##### INFORMATION PROVIDED #####

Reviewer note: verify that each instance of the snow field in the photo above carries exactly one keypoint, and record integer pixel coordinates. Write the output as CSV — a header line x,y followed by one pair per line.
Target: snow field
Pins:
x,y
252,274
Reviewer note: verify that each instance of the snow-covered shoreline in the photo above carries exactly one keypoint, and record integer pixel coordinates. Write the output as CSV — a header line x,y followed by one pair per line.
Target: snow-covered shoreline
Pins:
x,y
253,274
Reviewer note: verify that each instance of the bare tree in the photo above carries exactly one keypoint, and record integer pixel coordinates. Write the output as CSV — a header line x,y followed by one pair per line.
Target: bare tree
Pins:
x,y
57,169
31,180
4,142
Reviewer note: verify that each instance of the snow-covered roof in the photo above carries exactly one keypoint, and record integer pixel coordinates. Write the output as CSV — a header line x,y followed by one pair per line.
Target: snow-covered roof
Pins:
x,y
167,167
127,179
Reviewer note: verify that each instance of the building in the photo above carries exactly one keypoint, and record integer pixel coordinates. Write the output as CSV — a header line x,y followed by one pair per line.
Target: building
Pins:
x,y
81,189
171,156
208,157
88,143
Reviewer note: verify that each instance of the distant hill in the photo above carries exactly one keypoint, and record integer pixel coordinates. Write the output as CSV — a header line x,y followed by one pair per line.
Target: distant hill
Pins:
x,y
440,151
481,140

#####

[WHAT YOU NEED TO DO]
Please output each line of the listing above as a JSON list of strings, with one string per line and no blank lines.

[FULL OUTPUT]
[
  "Reviewer note: verify that each instance of the snow field in the photo above carries exactly one keypoint, and record integer pixel coordinates. Write the output as CSV — a header line x,y followed by one pair per line.",
  "Target: snow field",
  "Pins:",
  "x,y",
  "252,274",
  "Reviewer note: verify that each instance of the snow-covered shoreline in the photo above carries exactly one keypoint, and record integer pixel coordinates. Write the output as CSV — a header line x,y followed by one pair per line.",
  "Target: snow-covered shoreline",
  "Pins:",
  "x,y",
  "253,274",
  "Reviewer note: verify that each instance of the bare tree in the photo above carries exactly one keypoint, and record integer pixel coordinates. Write the output as CSV — a header line x,y followed by one pair per line.",
  "Target: bare tree",
  "Pins:",
  "x,y",
  "57,169",
  "31,180",
  "4,142",
  "Reviewer note: verify that each instance of the snow-covered roof in the photo above carries exactly one keypoint, and record integer pixel coordinates. Write the output as CSV — a header line x,y followed by one pair per line.",
  "Target: snow-covered roof",
  "Pins:",
  "x,y",
  "167,167",
  "127,179",
  "Reviewer note: verify that each instance of the building in the photo above carries exactly one keypoint, and record integer pixel coordinates. Write the output as CSV — a header line x,y followed by one pair per line.",
  "Target: building",
  "Pins:",
  "x,y",
  "81,189",
  "171,156",
  "208,157",
  "88,143",
  "Reviewer note: verify that each instance of the distant hill in the photo above carries exactly one keypoint, and record integer pixel coordinates. Write the output as CSV — a header line x,y followed by one pair per line.",
  "Target: distant hill",
  "Pins:",
  "x,y",
  "440,151",
  "481,140"
]